┏━━

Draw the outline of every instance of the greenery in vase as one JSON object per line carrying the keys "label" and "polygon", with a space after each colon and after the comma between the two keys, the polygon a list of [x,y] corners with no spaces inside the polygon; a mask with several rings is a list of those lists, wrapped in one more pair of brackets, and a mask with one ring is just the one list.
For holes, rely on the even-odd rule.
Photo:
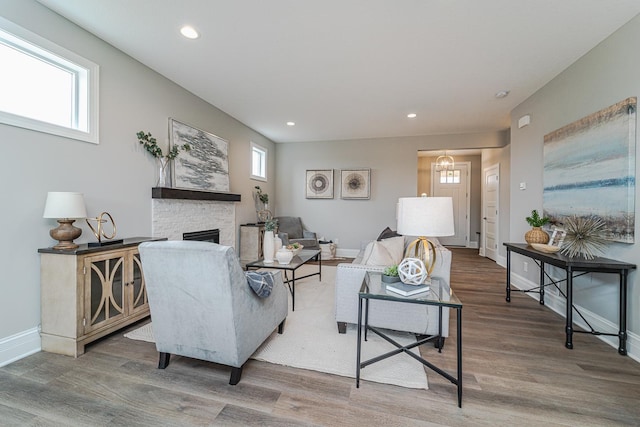
{"label": "greenery in vase", "polygon": [[151,155],[156,159],[166,158],[167,160],[173,160],[178,157],[180,150],[191,150],[191,146],[189,144],[174,145],[165,156],[162,152],[162,148],[158,147],[158,141],[151,135],[151,132],[144,133],[143,131],[140,131],[136,136],[138,137],[138,142],[144,146],[144,149],[151,153]]}
{"label": "greenery in vase", "polygon": [[393,277],[397,277],[398,274],[398,266],[397,265],[391,265],[389,267],[386,267],[383,271],[382,274],[384,274],[385,276],[393,276]]}
{"label": "greenery in vase", "polygon": [[278,220],[277,219],[269,219],[269,220],[265,221],[265,223],[264,223],[265,231],[275,231],[277,226],[278,226]]}
{"label": "greenery in vase", "polygon": [[542,227],[550,221],[549,217],[540,217],[536,209],[531,211],[531,216],[525,218],[527,223],[532,227]]}
{"label": "greenery in vase", "polygon": [[264,203],[265,205],[266,205],[267,203],[269,203],[269,195],[268,195],[267,193],[264,193],[264,192],[262,191],[262,188],[260,188],[260,186],[259,186],[259,185],[256,185],[254,188],[256,189],[256,195],[255,195],[255,197],[257,197],[257,198],[258,198],[258,200],[260,200],[260,201],[261,201],[262,203]]}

┗━━

Each line from the beginning of the listing up to the line where "For holes, rely on the even-odd rule." appears needs to be given again exactly; please add nothing else.

Draw the outline of every instance of the greenery in vase as one JSON object per line carrying the keys "label" and "polygon", with a space after each colon and after the comma between the two keys, the polygon a list of [x,y] corners with no spaces inside the polygon; a mask with several rings is a list of those lists, wrapped in one more pair of brackets, and a mask with one ring is just the one list.
For holes, rely on the even-odd rule.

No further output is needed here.